◆ **Exercise input**

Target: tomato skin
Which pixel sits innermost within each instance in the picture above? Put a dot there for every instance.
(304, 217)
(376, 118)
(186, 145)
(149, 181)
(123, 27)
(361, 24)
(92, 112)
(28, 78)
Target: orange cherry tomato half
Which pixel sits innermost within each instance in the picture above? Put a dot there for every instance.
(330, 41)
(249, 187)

◆ **Activity**
The lines from the one containing "Target: orange cherry tomato half" through the last line of the records are the answer; set them down exactly and add nothing.

◆ **Final answer**
Target: orange cherry tomato half
Which pixel sits innermost within each instance in the picture above? Put a dot there for every instance.
(330, 41)
(249, 187)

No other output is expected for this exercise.